■ WHAT YOU SHOULD DO
Filter the entries for the string "white". Copy each line that has it.

(Collected data entries)
◆ ◆ ◆ ◆

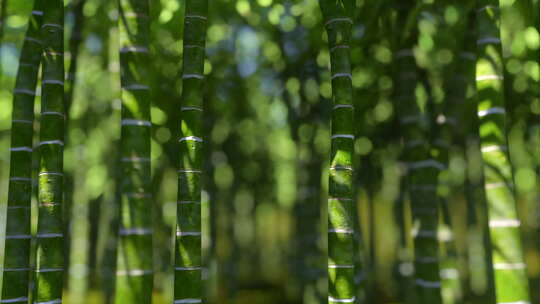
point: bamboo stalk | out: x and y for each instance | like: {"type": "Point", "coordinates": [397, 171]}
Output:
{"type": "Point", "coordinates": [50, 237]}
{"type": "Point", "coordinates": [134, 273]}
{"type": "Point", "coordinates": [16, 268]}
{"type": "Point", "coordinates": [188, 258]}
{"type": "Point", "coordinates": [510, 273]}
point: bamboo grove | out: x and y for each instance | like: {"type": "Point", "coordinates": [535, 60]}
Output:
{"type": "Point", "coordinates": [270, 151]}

◆ ◆ ◆ ◆

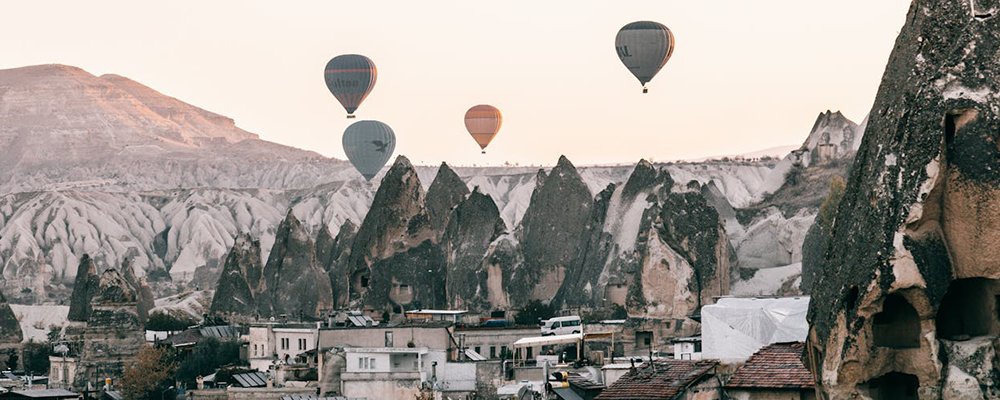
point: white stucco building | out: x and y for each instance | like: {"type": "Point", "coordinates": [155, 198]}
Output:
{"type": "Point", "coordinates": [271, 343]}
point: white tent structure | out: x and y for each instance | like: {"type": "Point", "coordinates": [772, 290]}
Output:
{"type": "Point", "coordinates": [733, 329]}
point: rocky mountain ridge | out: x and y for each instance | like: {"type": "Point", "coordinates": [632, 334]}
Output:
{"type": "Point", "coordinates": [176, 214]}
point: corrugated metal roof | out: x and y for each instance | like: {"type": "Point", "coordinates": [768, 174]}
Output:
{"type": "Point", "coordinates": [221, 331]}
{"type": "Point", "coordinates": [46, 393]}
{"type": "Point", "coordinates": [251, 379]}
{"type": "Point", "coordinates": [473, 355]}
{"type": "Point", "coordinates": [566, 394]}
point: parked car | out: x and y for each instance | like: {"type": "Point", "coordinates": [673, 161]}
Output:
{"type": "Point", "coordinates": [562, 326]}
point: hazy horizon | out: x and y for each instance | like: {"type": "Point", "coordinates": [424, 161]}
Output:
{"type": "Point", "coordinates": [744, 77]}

◆ ◆ ◆ ◆

■ WRITTEN SOLUTION
point: white stucco building | out: x and y for each instance | like: {"type": "Point", "coordinates": [155, 198]}
point: white tent structure | out: x and y for each instance | like: {"type": "Point", "coordinates": [772, 290]}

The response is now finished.